• PROBLEM TO WORK ON:
Pick out every line of the material below that contains the word "greek", and copy each one.

(Records of point placements)
★ ★ ★

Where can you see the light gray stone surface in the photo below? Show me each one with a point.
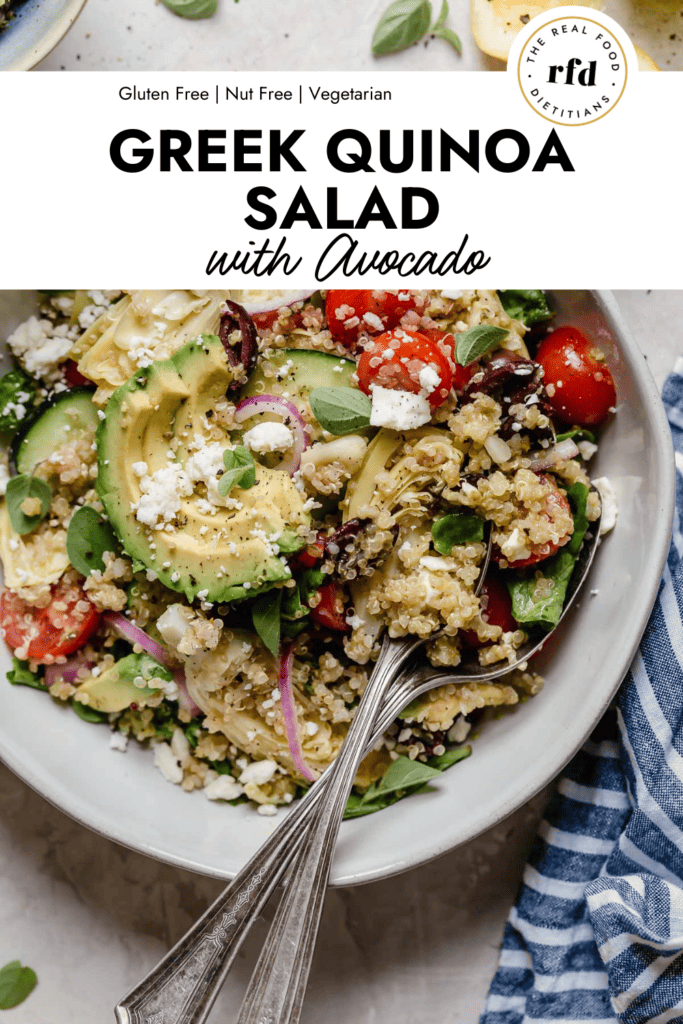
(305, 35)
(92, 918)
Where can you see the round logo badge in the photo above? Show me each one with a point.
(571, 68)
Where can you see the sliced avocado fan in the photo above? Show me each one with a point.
(155, 421)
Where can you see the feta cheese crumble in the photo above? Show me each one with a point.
(609, 506)
(398, 410)
(258, 772)
(160, 501)
(268, 437)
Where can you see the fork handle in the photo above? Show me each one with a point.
(278, 986)
(183, 986)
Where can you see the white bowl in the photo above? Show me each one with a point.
(125, 798)
(35, 31)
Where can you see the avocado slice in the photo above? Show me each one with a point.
(223, 553)
(115, 689)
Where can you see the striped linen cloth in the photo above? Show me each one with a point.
(596, 934)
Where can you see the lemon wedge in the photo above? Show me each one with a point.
(496, 23)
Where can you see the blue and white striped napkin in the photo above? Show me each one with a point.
(596, 934)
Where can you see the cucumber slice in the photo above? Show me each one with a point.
(309, 370)
(60, 419)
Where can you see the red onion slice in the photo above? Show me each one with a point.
(67, 672)
(289, 713)
(137, 636)
(290, 416)
(563, 450)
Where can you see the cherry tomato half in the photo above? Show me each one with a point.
(67, 624)
(311, 554)
(396, 359)
(496, 609)
(555, 503)
(330, 610)
(581, 389)
(350, 313)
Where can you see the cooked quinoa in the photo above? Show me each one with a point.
(359, 510)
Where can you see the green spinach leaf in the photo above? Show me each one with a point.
(18, 489)
(20, 675)
(539, 601)
(88, 538)
(341, 410)
(194, 9)
(403, 778)
(457, 527)
(581, 432)
(444, 761)
(528, 306)
(472, 344)
(16, 983)
(240, 470)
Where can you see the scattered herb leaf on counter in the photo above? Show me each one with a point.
(87, 539)
(20, 675)
(401, 25)
(457, 527)
(18, 489)
(406, 22)
(472, 344)
(535, 605)
(194, 9)
(240, 470)
(265, 615)
(402, 778)
(341, 410)
(528, 306)
(16, 983)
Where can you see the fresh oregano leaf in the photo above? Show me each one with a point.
(87, 539)
(341, 410)
(529, 306)
(265, 615)
(451, 37)
(401, 25)
(16, 983)
(20, 675)
(472, 344)
(240, 470)
(18, 489)
(194, 9)
(457, 527)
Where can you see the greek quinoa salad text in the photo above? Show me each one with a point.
(216, 504)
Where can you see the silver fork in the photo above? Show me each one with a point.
(183, 986)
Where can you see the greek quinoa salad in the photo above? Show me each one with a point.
(216, 504)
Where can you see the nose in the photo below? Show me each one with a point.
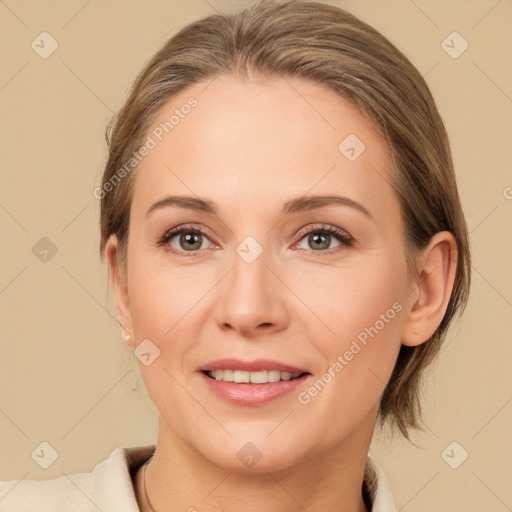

★ ★ ★

• EXPECTED ANSWER:
Where can you see the greek quinoa salad text in the photo above? Show me each one with a point.
Where can you see the greek quinoa salad in the photo above? Show me each one with a point.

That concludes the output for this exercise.